• [PROBLEM DESCRIPTION]:
Copy out every line of the data exactly.

** Opening RECORDS PROVIDED block **

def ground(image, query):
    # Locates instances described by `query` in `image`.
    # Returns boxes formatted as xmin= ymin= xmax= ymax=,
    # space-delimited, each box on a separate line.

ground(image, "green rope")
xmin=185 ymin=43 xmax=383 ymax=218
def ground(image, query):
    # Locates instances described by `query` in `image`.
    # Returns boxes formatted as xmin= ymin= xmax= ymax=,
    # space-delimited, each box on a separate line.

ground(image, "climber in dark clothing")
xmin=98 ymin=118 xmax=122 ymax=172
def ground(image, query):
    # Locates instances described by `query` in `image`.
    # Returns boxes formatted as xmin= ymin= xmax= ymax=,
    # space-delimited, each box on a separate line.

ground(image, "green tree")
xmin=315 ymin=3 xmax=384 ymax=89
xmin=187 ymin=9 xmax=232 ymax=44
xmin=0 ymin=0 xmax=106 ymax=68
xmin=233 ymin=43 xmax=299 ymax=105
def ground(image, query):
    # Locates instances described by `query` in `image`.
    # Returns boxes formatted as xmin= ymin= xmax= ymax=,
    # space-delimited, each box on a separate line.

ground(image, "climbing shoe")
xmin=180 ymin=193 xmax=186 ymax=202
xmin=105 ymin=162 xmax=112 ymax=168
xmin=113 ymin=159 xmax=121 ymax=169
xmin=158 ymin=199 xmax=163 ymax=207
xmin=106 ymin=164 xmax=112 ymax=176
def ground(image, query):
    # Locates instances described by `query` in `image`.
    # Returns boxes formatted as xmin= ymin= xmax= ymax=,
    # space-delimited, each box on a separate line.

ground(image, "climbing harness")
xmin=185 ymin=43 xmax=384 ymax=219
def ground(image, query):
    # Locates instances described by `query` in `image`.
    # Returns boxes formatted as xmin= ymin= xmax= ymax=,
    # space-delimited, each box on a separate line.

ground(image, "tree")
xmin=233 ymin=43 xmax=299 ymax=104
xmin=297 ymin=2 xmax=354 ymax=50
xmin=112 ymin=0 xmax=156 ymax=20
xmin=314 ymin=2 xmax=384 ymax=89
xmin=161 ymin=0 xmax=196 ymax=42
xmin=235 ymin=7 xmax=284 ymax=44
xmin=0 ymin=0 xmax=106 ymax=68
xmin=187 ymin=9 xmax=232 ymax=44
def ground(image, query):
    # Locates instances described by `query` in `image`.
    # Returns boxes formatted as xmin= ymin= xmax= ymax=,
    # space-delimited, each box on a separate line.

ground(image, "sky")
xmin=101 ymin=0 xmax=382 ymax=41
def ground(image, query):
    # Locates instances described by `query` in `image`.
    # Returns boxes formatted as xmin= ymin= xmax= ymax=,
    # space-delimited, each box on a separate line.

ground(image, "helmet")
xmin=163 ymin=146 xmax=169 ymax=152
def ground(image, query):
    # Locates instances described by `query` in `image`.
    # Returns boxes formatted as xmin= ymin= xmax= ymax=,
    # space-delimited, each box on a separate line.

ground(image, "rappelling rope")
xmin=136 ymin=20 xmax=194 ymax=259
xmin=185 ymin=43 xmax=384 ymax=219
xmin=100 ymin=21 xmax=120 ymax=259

** Closing RECORDS PROVIDED block **

• [ANSWER TO THIS PROBLEM]:
def ground(image, query):
    # Locates instances described by `query` in `image`.
    # Returns boxes formatted as xmin= ymin= xmax= ymax=,
    # space-delimited, each box on a separate line.

ground(image, "green rope")
xmin=185 ymin=43 xmax=383 ymax=218
def ground(image, query):
    # Locates instances described by `query` in `image`.
    # Returns boxes formatted as xmin= ymin= xmax= ymax=,
    # space-delimited, each box on a separate line.

ground(image, "climber in dark clothing")
xmin=98 ymin=118 xmax=122 ymax=172
def ground(image, query):
    # Locates instances described by `query` in `image`.
    # Returns boxes formatted as xmin= ymin= xmax= ymax=,
    # space-delimited, each box on a separate line.

ground(image, "green tree")
xmin=315 ymin=3 xmax=384 ymax=89
xmin=187 ymin=9 xmax=232 ymax=44
xmin=0 ymin=0 xmax=106 ymax=68
xmin=233 ymin=43 xmax=299 ymax=105
def ground(image, query):
    # Locates instances described by `query` in `image`.
    # Returns boxes formatted as xmin= ymin= xmax= ymax=,
    # space-delimited, each box on a separate line.

ground(image, "climbing shoe")
xmin=180 ymin=193 xmax=186 ymax=202
xmin=105 ymin=162 xmax=112 ymax=168
xmin=113 ymin=159 xmax=121 ymax=169
xmin=158 ymin=199 xmax=163 ymax=207
xmin=106 ymin=164 xmax=112 ymax=176
def ground(image, query):
    # Locates instances described by `query` in `image`.
    # Returns boxes formatted as xmin= ymin= xmax= ymax=,
    # space-delimited, each box on a separate line.

ground(image, "climbing harness")
xmin=185 ymin=43 xmax=384 ymax=219
def ground(image, query):
    # Locates instances described by `query` in `image`.
    # Returns boxes formatted as xmin= ymin= xmax= ymax=,
    # space-delimited, each box on a separate line.

ground(image, "tree")
xmin=233 ymin=43 xmax=299 ymax=104
xmin=297 ymin=2 xmax=354 ymax=50
xmin=112 ymin=0 xmax=156 ymax=20
xmin=314 ymin=2 xmax=384 ymax=89
xmin=161 ymin=0 xmax=196 ymax=42
xmin=235 ymin=7 xmax=284 ymax=44
xmin=0 ymin=0 xmax=106 ymax=68
xmin=187 ymin=9 xmax=232 ymax=44
def ground(image, query):
    # Locates instances described by `query` in `image`.
    # Returns boxes formatted as xmin= ymin= xmax= ymax=,
    # space-delimited, each box on a separate line.

ground(image, "sky")
xmin=101 ymin=0 xmax=382 ymax=41
def ground(image, query):
    # Locates instances described by `query` in `image`.
    # Returns boxes formatted as xmin= ymin= xmax= ymax=,
    # space-delimited, each box on a separate line.

ground(image, "helmet")
xmin=163 ymin=146 xmax=169 ymax=152
def ground(image, query):
    # Locates instances described by `query` in `image`.
    # Returns boxes formatted as xmin= ymin= xmax= ymax=,
    # space-delimited, each box on a separate line.

ground(image, "rappelling rope")
xmin=136 ymin=20 xmax=194 ymax=259
xmin=185 ymin=43 xmax=384 ymax=219
xmin=100 ymin=21 xmax=120 ymax=259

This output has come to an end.